Could you return, word for word, the part of the passage on staffing shortages at Romania's seaside resorts that begins at the words "Restaurants, hotels, clubs" and stops after "of the season."?

QUOTED PASSAGE:
┌──
Restaurants, hotels, clubs and beach bars are all hit by the ever-growing workforce crisis. This lack of personnel ultimately turns away tourists who are disappointed by the low quality of services they find in Romania’s seaside resorts, and existing employees are overwhelmed by the pressure of having to do too much at once, so much that some of them may not even last to the end of the season.

There are both short-term and long-term, systemic causes, according to Anca Nedea, executive director of the Mamaia-Constanta Business Owners’ Association: “In terms of education, besides the fact that vocational schools were closed down, there is a lack of respect for this type of work due to the fact that after the fall of communism, every parent wanted their child to get a university degree, because in the previous 50 years the country had been led by uneducated people and a frustration understandably grew in the population. Private universities also completely destroyed the quality of certifications as they became “degree factories” where anyone could get a diploma regardless of their previous academic results.”

Romania’s business environment is not in the best shape and this is also felt by employees – fear, desperation, instability, uncertainty for the future are all imprinted in the minds of workers, according to Muhammad Murad, the leading investor in the Romanian seaside and the president of the Romanian Tourism Business Owners’ Federation.

“When Romanians go to other countries, they work really hard. Those who stay in Romania don’t put as much effort into it due to the general state of the nation and the lack of stability. Romanians who want to work hard tend to go abroad, where there are more rules, more clarity and they have a more certain future,” added Murad.
└──
AVAILABLE DATA:
┌──
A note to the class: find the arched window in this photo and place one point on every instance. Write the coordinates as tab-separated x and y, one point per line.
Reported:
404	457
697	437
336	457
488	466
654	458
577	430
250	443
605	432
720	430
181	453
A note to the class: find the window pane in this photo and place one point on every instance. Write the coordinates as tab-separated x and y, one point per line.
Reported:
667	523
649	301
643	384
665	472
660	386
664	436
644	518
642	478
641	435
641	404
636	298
└──
YOUR RESPONSE:
Restaurants, hotels, clubs and beach bars are all hit by the ever-growing workforce crisis. This lack of personnel ultimately turns away tourists who are disappointed by the low quality of services they find in Romania’s seaside resorts, and existing employees are overwhelmed by the pressure of having to do too much at once, so much that some of them may not even last to the end of the season.